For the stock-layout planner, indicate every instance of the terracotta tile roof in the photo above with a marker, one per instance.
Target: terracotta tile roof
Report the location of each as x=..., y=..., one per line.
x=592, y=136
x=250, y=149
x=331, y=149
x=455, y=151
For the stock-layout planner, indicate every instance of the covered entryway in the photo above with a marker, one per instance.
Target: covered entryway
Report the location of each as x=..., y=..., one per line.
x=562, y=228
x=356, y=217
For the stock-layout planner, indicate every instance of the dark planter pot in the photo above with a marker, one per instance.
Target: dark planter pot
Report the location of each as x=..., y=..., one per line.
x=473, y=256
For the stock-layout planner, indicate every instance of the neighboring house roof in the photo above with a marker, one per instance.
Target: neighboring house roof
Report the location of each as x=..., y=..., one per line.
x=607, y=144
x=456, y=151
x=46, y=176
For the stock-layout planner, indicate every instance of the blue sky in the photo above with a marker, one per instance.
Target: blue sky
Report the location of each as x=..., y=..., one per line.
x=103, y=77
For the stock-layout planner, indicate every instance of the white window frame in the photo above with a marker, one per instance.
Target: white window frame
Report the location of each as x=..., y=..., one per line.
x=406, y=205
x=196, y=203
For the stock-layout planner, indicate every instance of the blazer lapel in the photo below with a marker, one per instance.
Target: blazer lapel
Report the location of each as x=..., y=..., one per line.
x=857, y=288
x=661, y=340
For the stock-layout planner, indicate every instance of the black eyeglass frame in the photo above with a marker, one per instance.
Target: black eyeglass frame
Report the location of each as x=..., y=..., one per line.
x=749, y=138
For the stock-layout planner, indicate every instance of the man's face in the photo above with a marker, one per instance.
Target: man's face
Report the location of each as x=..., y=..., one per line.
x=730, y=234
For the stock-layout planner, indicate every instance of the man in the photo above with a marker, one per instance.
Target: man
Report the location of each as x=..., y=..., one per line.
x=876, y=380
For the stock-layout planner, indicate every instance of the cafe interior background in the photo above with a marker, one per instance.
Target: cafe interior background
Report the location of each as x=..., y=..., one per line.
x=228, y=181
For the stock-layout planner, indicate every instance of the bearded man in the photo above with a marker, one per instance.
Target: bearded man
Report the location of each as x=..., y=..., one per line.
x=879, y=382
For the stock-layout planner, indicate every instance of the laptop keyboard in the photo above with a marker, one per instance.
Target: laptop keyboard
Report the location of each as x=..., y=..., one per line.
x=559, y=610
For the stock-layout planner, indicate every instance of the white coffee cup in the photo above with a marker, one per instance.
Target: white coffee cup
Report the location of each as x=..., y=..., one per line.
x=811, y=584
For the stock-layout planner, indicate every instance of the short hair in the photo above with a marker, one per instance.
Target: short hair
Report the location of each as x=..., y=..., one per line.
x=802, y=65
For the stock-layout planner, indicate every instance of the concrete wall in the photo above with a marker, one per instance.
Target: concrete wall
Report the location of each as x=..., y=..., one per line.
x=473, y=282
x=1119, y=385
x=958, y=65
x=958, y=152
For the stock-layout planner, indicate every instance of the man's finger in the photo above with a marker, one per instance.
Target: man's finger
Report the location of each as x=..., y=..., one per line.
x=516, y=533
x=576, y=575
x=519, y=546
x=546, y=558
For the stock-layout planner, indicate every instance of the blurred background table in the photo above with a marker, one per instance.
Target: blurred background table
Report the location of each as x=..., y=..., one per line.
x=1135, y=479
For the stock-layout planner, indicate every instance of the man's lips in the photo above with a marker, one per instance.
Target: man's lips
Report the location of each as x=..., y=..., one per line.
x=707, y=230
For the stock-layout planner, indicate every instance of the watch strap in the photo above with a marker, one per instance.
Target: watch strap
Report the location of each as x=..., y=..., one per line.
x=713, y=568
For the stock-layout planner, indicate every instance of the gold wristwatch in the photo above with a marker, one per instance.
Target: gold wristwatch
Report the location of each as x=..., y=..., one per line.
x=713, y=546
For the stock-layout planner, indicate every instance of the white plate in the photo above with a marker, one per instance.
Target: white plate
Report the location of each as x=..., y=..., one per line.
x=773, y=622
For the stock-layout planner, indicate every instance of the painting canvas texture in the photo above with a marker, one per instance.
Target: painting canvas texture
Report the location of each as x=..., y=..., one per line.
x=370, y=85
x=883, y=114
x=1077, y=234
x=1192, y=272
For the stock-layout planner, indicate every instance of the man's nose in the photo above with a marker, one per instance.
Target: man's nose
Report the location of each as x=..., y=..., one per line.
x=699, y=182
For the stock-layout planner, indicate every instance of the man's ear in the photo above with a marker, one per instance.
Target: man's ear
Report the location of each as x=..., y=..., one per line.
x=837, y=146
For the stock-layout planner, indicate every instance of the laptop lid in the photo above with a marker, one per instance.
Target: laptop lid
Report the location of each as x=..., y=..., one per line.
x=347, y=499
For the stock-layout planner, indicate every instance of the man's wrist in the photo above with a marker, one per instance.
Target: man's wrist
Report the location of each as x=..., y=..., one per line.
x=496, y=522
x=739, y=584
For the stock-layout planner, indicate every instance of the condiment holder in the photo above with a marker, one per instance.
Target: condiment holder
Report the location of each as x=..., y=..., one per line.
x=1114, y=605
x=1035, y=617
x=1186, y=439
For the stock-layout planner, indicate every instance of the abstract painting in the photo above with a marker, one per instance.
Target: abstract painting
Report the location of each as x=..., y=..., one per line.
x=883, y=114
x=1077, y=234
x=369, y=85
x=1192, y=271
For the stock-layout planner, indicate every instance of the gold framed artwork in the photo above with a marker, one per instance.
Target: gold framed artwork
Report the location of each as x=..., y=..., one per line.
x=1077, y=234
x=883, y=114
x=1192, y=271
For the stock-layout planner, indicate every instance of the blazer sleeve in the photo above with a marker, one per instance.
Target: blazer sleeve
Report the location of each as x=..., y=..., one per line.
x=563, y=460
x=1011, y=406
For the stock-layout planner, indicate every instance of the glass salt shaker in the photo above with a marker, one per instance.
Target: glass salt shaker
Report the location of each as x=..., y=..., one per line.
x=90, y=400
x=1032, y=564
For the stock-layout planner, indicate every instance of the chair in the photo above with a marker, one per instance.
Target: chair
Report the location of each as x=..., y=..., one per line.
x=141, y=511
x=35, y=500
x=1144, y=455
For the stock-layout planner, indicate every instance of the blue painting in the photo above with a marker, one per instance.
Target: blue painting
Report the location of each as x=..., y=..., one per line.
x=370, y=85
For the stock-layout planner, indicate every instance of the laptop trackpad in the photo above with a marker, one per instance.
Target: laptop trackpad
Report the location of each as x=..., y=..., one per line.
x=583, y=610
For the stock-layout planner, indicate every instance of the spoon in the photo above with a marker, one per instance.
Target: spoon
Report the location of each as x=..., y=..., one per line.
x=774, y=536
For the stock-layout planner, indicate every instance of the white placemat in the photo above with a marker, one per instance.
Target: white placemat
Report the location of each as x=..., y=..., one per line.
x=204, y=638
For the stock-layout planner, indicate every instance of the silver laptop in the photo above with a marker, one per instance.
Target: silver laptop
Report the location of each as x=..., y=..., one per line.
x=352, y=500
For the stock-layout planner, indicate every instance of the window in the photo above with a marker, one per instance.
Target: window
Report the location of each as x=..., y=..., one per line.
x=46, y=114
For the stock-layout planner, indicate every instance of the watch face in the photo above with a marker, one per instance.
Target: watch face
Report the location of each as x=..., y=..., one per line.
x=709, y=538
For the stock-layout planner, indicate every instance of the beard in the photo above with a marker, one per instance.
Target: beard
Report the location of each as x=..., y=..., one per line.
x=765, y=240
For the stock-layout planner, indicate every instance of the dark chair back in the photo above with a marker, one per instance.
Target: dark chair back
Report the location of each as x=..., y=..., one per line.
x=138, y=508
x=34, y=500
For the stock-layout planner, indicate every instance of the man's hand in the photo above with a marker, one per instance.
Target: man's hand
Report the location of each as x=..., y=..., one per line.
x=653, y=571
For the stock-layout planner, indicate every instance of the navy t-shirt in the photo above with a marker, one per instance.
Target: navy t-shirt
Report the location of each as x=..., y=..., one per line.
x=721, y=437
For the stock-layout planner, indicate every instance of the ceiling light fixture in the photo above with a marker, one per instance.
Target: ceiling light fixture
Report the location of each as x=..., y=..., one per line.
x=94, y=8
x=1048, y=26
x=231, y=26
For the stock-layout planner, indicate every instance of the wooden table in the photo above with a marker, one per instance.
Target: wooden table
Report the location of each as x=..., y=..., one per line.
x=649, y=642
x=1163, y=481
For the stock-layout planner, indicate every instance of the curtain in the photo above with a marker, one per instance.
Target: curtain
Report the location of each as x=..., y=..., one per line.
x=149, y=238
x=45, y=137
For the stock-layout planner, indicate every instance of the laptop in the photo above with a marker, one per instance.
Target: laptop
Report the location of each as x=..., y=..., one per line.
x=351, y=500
◇ ◇ ◇ ◇ ◇
**Task:** The response must consist solely of the lines from the first line of the entries through the line containing "Target: blue sky", repeated exactly.

**Written solution:**
For the stock-layout planner, indicate every instance of the terracotta tile roof in the photo above with a marker, one per instance.
Target: terracotta tile roof
Report the location of each as x=..., y=..., one per line.
x=592, y=136
x=250, y=149
x=331, y=149
x=455, y=151
For the stock-layout planner, indicate every instance of the covered entryway in the photo above with a marker, one per instance.
Target: covered entryway
Report the location of each as x=..., y=..., one per line.
x=562, y=228
x=356, y=217
For the stock-layout planner, indicate every instance of the dark planter pot in the photo above with a marker, one per instance.
Target: dark planter pot
Report the location of each as x=..., y=..., one per line.
x=473, y=256
For the stock-layout planner, indicate every instance of the neighboring house roof in the photo above with a marker, one per instance.
Target: neighboring house roof
Report the location of each as x=..., y=..., one per line.
x=607, y=144
x=456, y=151
x=46, y=176
For the stock-layout planner, indicate every instance of the blue sky in the photo above with a marker, one per instance.
Target: blue sky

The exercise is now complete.